[Source records]
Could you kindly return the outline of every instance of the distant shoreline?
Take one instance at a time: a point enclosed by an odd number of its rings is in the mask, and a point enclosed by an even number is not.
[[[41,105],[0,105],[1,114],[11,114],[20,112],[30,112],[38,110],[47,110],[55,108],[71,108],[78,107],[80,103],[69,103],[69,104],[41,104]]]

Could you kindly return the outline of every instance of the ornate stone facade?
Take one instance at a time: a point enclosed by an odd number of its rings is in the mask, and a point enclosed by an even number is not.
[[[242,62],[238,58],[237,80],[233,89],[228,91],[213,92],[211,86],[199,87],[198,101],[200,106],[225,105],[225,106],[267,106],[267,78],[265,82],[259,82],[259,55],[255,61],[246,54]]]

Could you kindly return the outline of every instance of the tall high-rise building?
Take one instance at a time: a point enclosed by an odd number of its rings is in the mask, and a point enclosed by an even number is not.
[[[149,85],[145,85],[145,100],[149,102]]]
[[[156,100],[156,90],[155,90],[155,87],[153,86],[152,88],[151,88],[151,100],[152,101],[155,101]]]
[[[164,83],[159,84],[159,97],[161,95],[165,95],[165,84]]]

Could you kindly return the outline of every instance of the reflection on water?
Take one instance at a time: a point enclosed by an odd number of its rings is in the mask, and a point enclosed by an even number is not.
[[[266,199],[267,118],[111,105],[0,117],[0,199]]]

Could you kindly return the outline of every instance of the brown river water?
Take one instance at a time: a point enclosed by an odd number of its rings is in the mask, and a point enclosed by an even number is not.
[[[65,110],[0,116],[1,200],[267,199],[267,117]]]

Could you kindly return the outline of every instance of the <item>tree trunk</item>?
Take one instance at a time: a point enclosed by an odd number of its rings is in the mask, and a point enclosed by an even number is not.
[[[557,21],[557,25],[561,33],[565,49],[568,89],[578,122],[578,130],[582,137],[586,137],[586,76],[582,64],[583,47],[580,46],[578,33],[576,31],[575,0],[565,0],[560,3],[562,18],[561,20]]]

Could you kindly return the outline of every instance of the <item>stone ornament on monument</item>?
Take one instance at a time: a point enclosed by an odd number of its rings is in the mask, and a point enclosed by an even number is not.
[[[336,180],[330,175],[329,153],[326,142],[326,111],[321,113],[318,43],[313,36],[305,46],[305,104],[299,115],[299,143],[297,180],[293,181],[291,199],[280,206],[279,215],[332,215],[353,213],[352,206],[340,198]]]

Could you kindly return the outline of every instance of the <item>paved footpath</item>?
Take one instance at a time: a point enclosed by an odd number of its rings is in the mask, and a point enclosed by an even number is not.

> [STATED TASK]:
Go through the records and print each one exactly.

> [SOLUTION TO THE PROBLEM]:
Could you kindly return the outline of every instance of the distant shoreline?
Take one instance at a time: a point enclosed by an odd number of its rings is in the mask, and a point enclosed by an even number is not.
[[[41,105],[0,105],[1,114],[11,114],[20,112],[30,112],[38,110],[47,110],[55,108],[71,108],[78,107],[80,103],[69,103],[69,104],[41,104]]]

Could you kindly return the outline of every instance of the ornate stone facade?
Take one instance at a time: a point enclosed by an odd number of its rings is in the mask, and a point enclosed by an even number is not.
[[[242,62],[238,58],[237,80],[233,89],[228,91],[213,92],[211,86],[199,87],[198,101],[200,106],[225,105],[225,106],[267,106],[267,78],[265,82],[259,82],[259,55],[255,61],[246,54]]]

Could you kindly return the outline of every instance of the tall high-rise building?
Take one instance at a time: a point enclosed by an odd number of its rings is in the mask, and a point enclosed by an even number is not.
[[[149,85],[145,85],[145,100],[149,102]]]
[[[156,100],[156,90],[155,90],[155,87],[153,86],[152,88],[151,88],[151,100],[152,101],[155,101]]]
[[[164,83],[159,84],[159,97],[161,95],[165,95],[165,84]]]

Could you kindly return the outline of every instance of the reflection on water?
Take one instance at a time: a point enclosed by an odd number of its rings is in the mask, and a point enclosed by an even number is not.
[[[266,199],[267,118],[111,105],[0,117],[0,199]]]

Could you kindly return the outline of every instance of the brown river water?
Take one instance at a time: a point enclosed by an odd number of its rings is in the mask, and a point enclosed by an even number is not.
[[[65,110],[0,116],[1,200],[267,199],[267,117]]]

Could you kindly return the outline of every instance of the <item>tree trunk</item>?
Take one instance at a time: a point enclosed by an odd number of its rings is in the mask, and a point enclosed by an even number is not.
[[[557,21],[557,25],[561,33],[565,49],[568,89],[578,122],[578,130],[582,137],[586,137],[586,76],[582,64],[583,47],[580,46],[578,33],[576,31],[575,0],[565,0],[560,3],[562,18],[561,20]]]

Could you kindly return the outline of every instance of the <item>stone ornament on monument</item>?
Take one instance at a time: a point enclosed by an odd number of its rings is in the mask, and a point enclosed by an even number is not.
[[[336,180],[330,175],[329,153],[326,142],[326,111],[321,113],[318,43],[313,36],[305,46],[305,104],[299,115],[299,143],[297,180],[293,181],[291,199],[280,206],[279,215],[332,215],[353,213],[352,206],[340,198]]]

Could you kindly return the outline of every instance of the <item>paved footpath</item>?
Take one instance at a time: a point enclosed by an odd number of its rings is in the mask, and a point enclosed by an even number is not.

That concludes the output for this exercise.